- **Exercise passage**:
That trove is the most convincing evidence in a lawsuit so far showing an AI model can memorize training data, said Matthew Sag, a law professor at Emory University who studies AI.

“The NYT complaint is categorically different to almost all of the other suits,” he said.

A typical ChatGPT user might not take all the same steps to prompt the chatbot, said Peter Henderson, an incoming professor at Princeton University who studies the intersection of AI and the law. He is a co-author of a research paper showing that with advanced prompting techniques, ChatGPT-4 can produce multiple chapters of a book from the Harry Potter series.

But even if a user needs to use tricks to goad a chatbot into producing copyrighted content, that won’t necessarily protect OpenAI from liability.

“It’s a good way of showing that what the model has learned is not at the abstract level, but that the model has actually specifically memorized a lot of text,” Sag said.

In a copyright lawsuit filed this fall, Universal Music Group and a dozen other music publishers were able to show that Anthropic PBC’s AI chatbot Claude could reproduce copyrighted song lyrics. The AI company hasn’t yet responded in court to the substance of the copyright claims.

OpenAI does appear to have implemented some copyright filters—ChatGPT will refuse to output entire copyrighted works when asked directly. The most recent version of its AI image generator DALL-E also won’t produce images in the style of a living artist and allows artists to opt out of having their work used to train the bot.

“But it is a hard problem to get a filter at the scale of all the input content for every query,” Henderson said.

- **Extracted information**:

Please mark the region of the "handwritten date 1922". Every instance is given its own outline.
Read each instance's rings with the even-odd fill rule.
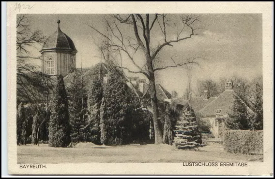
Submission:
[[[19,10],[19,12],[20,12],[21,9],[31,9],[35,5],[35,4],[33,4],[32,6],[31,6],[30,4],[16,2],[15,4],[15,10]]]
==
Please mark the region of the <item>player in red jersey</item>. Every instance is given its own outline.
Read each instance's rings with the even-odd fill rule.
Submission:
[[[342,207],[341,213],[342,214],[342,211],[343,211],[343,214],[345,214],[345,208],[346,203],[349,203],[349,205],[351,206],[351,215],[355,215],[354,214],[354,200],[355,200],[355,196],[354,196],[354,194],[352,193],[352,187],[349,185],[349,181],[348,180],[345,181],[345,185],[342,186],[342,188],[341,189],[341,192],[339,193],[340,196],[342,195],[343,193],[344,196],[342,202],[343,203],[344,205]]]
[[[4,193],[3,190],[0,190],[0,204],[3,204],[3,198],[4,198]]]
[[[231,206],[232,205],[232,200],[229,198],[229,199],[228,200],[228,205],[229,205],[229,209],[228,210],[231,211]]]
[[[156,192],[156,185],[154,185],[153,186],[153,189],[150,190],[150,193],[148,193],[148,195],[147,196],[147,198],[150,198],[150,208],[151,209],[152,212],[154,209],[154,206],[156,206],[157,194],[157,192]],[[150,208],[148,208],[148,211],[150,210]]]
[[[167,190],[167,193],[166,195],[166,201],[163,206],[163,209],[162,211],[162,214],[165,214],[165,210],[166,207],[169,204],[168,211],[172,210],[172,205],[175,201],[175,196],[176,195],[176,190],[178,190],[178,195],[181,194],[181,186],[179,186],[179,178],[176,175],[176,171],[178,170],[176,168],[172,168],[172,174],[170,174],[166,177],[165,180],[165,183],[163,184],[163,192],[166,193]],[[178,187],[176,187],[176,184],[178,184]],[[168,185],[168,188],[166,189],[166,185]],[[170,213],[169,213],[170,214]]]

- **Activity list**:
1 – In the passage on AI copyright lawsuits, where is Peter Henderson an incoming professor?
2 – Rewrite the passage on AI copyright lawsuits starting with "That trove is" and going on through "OpenAI from liability.", renaming "Harry Potter" as "Hunger Games".
3 – Go on with the passage on AI copyright lawsuits from its final sentence.
The records come from a different source than the text.

- **Answers for the exercise**:
1 – Princeton University.

2 –
That trove is the most convincing evidence in a lawsuit so far showing an AI model can memorize training data, said Matthew Sag, a law professor at Emory University who studies AI.

“The NYT complaint is categorically different to almost all of the other suits,” he said.

A typical ChatGPT user might not take all the same steps to prompt the chatbot, said Peter Henderson, an incoming professor at Princeton University who studies the intersection of AI and the law. He is a co-author of a research paper showing that with advanced prompting techniques, ChatGPT-4 can produce multiple chapters of a book from the Hunger Games series.

But even if a user needs to use tricks to goad a chatbot into producing copyrighted content, that won’t necessarily protect OpenAI from liability.

3 –
Fair Use Battle

The case will ultimately hinge on copyright law’s fair use doctrine, attorneys said. The legal test asks courts to evaluate four factors to determine whether an unauthorized copy is legal: the “transformativeness” of the copying; the nature of the copyrighted work; the amount of work copied; and the market harm from the copying.

The complaint has evidence that could favor the Times on the fourth factor, which examines market harm.

By making copied Times articles available for free, the newspaper said, OpenAI and Microsoft’s copying threatens its subscription revenue. In November, the Times reported quarterly subscription revenue of $418.6 million.

Moreover, the Times argued, the existing licensing market for its articles means the paper is losing out on potentially millions of dollars a year from OpenAI’s copying. A license for a single article posted to a commercial website for a year can cost thousands of dollars, according to the complaint.

The companies have been in licensing negotiations since April, but the Times said they weren’t able to reach an agreement. OpenAI’s statement to Bloomberg News said the negotiations had “been productive and moving forward constructively, so we are surprised and disappointed” by the lawsuit.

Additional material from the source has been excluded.